> **SHORT PROBLEM**
Every entry must be copied word for word.

> **SOURCE RECORDS**
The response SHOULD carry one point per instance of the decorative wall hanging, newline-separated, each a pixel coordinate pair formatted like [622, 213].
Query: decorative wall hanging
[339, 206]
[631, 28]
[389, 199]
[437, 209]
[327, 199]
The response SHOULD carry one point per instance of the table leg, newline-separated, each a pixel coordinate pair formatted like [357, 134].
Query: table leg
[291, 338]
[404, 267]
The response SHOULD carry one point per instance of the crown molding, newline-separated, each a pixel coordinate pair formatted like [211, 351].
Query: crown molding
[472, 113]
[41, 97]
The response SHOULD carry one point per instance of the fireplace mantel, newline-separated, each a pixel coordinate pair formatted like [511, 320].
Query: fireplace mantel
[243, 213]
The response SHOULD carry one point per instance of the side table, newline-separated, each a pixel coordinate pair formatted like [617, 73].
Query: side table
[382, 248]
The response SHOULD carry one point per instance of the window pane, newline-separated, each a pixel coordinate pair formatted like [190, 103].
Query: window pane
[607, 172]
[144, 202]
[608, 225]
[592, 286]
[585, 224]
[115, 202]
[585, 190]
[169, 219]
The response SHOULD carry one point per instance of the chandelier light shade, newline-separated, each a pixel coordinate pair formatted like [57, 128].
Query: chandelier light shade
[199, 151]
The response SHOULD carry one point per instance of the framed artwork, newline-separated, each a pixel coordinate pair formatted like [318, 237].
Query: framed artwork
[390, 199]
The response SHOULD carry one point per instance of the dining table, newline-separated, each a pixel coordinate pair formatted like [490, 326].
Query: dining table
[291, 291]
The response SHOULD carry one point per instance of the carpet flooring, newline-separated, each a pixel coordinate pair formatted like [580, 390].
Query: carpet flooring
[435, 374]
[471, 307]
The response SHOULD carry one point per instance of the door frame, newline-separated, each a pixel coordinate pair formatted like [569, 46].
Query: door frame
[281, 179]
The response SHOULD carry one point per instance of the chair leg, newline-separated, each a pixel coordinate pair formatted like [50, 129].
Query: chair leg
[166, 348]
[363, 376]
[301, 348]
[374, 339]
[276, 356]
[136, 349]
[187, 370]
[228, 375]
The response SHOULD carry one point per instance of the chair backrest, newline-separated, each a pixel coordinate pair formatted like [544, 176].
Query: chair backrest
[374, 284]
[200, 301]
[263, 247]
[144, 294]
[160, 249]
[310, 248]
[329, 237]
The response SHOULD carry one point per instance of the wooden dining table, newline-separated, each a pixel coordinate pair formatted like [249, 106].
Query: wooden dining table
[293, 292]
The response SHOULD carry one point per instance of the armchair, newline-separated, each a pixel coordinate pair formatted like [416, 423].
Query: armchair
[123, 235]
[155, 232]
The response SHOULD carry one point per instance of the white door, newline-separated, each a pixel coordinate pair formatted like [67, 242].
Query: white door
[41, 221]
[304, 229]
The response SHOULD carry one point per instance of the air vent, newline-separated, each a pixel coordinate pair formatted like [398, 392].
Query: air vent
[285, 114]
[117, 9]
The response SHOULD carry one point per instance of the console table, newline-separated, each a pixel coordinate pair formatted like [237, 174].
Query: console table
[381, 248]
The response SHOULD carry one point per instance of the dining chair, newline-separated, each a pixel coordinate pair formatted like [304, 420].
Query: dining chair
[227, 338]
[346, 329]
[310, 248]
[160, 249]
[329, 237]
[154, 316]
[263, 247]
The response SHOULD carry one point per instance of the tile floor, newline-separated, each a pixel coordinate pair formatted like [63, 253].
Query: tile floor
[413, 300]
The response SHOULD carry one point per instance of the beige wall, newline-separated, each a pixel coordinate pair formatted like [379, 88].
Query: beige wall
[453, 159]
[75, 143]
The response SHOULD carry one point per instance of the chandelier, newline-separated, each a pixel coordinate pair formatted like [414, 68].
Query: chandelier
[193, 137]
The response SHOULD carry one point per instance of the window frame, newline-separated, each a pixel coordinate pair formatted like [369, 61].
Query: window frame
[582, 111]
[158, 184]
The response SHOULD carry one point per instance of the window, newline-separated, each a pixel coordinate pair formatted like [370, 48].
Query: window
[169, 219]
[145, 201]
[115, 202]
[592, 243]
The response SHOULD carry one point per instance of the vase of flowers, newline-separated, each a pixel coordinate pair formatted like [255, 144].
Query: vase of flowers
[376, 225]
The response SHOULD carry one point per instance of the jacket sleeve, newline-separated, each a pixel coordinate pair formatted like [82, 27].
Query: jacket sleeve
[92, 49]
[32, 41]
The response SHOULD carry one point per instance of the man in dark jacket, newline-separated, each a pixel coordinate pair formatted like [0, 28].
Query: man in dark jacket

> **CORRECT OUTPUT**
The response SHOULD carry one point per instance of the decorative wall hanging, newline-separated, each a pixel coordinate pair formatted like [622, 213].
Query: decorative wall hanging
[339, 206]
[631, 28]
[389, 199]
[437, 209]
[327, 199]
The response SHOULD carry one point per instance of the table leg, newline-separated, each a pixel coordinate pair formatted like [357, 134].
Query: table leg
[291, 338]
[404, 267]
The response SHOULD carry one point per instance of the crown molding, newline-separated, each a pixel coordinate pair formatted like [211, 351].
Query: crown molding
[472, 113]
[41, 97]
The response SHOULD carry one point per instance of the fireplace mantel, newline-separated, each a pixel coordinate pair formatted like [511, 320].
Query: fireplace mantel
[243, 213]
The response SHOULD carry one point per instance of the side table, newline-separated, each a pixel coordinate pair formatted like [617, 73].
Query: side table
[382, 248]
The response SHOULD carry one point per instance of the window pane, newline-separated, each a pixel coordinate pair formatted like [190, 103].
Query: window pane
[607, 172]
[144, 202]
[608, 225]
[592, 286]
[585, 224]
[115, 202]
[585, 190]
[169, 219]
The response SHOULD carry one point per instance of the chandelier light shade, newline-separated, each a pixel coordinate pair formatted like [57, 128].
Query: chandelier light shade
[199, 151]
The response SHOULD carry one point per instance of the framed artwork, newline-separated, each a pixel coordinate pair formatted like [318, 237].
Query: framed artwork
[390, 199]
The response SHOULD carry one point per instance of the dining table, newline-separated, each a pixel coordinate pair formatted like [490, 326].
Query: dining table
[291, 291]
The response SHOULD carry one point per instance of the carpet flooring, newline-separated, each a pixel coordinate pair formatted like [580, 390].
Query: carpet flooring
[435, 374]
[471, 307]
The response SHOULD carry one point per instance of the door frame, newline-separated, each a pixel coordinate pair formatted like [569, 46].
Query: door frame
[281, 179]
The response SHOULD carry one point per instance of the chair leg, newline-separated, each a pixel coordinate pair formatted like [50, 129].
Query: chair leg
[166, 348]
[363, 376]
[301, 348]
[374, 339]
[276, 356]
[136, 349]
[187, 370]
[228, 375]
The response SHOULD carry one point per instance of the chair backrest, newline-separated, each a pixel coordinate pair formatted like [544, 176].
Query: chair backrest
[374, 284]
[200, 301]
[263, 247]
[144, 294]
[160, 249]
[310, 248]
[329, 237]
The response SHOULD carry one point per instance of the wooden dining table, newline-separated, each a pixel coordinate pair formatted like [249, 106].
Query: wooden dining table
[293, 292]
The response SHOULD carry one point per instance of the armchair, newline-separated, each a pixel coordinate pair formatted like [416, 423].
Query: armchair
[123, 235]
[155, 232]
The response SHOULD carry one point per instance of the white door, newline-separated, each a pixel coordinate pair formatted like [67, 242].
Query: white door
[41, 221]
[304, 229]
The response SHOULD carry one point per instance of the air vent, newline-separated, each a pixel coordinate pair formatted like [398, 392].
Query: air vent
[285, 114]
[117, 9]
The response SHOULD carry one point per instance of the console table, newline-separated, each a pixel coordinate pair formatted like [237, 174].
Query: console table
[381, 248]
The response SHOULD carry one point per instance of the dining chair, newline-separated, each a pixel coordinate pair formatted like [304, 420].
Query: dining chair
[227, 338]
[346, 329]
[310, 248]
[160, 249]
[329, 237]
[154, 316]
[263, 247]
The response SHOULD carry one point per instance of the tile floor, newline-separated, each a pixel coordinate pair formatted like [63, 253].
Query: tile floor
[413, 300]
The response SHOULD carry one point per instance of the beige wall, newline-separated, each a pixel coordinate pair formatted like [379, 88].
Query: beige wall
[453, 159]
[75, 143]
The response SHOULD carry one point per instance of the chandelier, newline-separated, each a pixel coordinate pair formatted like [414, 68].
Query: chandelier
[193, 137]
The response SHOULD carry one point per instance of the window frame, newline-separated, each a pixel coordinate pair formatted like [369, 61].
Query: window frame
[582, 111]
[158, 184]
The response SHOULD carry one point per instance of the window, newline-separated, each a pixel coordinate pair formatted like [370, 48].
Query: window
[169, 219]
[145, 201]
[115, 202]
[592, 243]
The response SHOULD carry one point per instance of the vase of flowers, newline-separated, each a pixel coordinate pair formatted like [255, 144].
Query: vase of flowers
[376, 225]
The response SHOULD carry one point per instance of the jacket sleeve, newline-separated, each a pixel coordinate pair formatted like [82, 27].
Query: jacket sleeve
[92, 49]
[32, 41]
The response SHOULD carry one point per instance of the man in dark jacket, newline-separated, each a pixel coordinate pair formatted like [0, 28].
Query: man in dark jacket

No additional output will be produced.